%%

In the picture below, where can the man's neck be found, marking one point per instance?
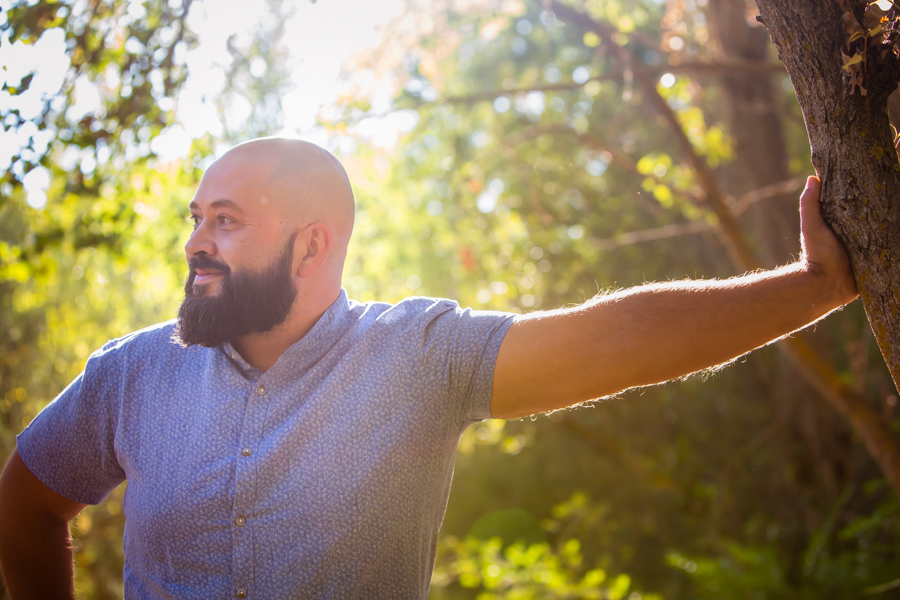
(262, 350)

%%
%%

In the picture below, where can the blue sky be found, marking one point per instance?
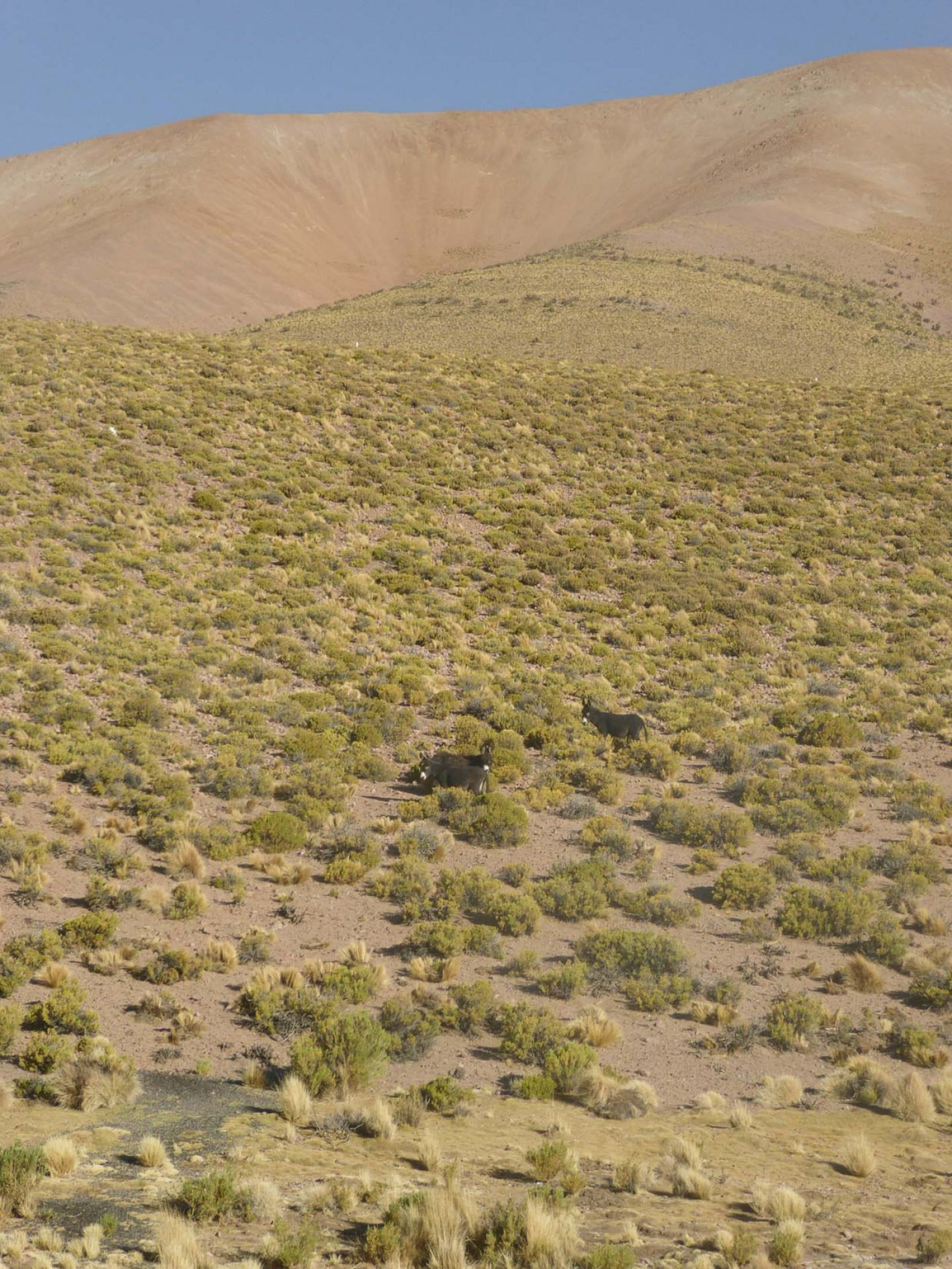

%%
%%

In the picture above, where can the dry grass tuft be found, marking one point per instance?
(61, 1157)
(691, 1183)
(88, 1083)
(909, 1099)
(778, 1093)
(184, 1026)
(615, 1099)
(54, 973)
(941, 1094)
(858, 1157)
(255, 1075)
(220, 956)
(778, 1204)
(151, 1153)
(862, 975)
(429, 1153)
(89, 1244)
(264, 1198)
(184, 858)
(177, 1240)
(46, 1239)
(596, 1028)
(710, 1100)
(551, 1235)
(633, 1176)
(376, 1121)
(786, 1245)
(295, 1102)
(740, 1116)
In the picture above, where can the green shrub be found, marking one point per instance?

%%

#### Your task
Above are the entries. Quote exactly the lines from the one bearing "In the picture above, where can the dry" through the one bearing "In the picture above, where can the green".

#### Your solution
In the picture above, where can the dry grass tuft be found, marking one point per instance?
(61, 1157)
(691, 1183)
(88, 1083)
(909, 1099)
(778, 1093)
(184, 1026)
(615, 1099)
(54, 973)
(941, 1094)
(858, 1157)
(255, 1075)
(220, 956)
(778, 1204)
(151, 1153)
(862, 975)
(429, 1153)
(89, 1244)
(264, 1198)
(184, 858)
(177, 1240)
(46, 1239)
(596, 1028)
(710, 1100)
(551, 1235)
(633, 1176)
(376, 1121)
(786, 1245)
(295, 1102)
(740, 1116)
In the picture above, where can the green shrub be found, marking one point per instance?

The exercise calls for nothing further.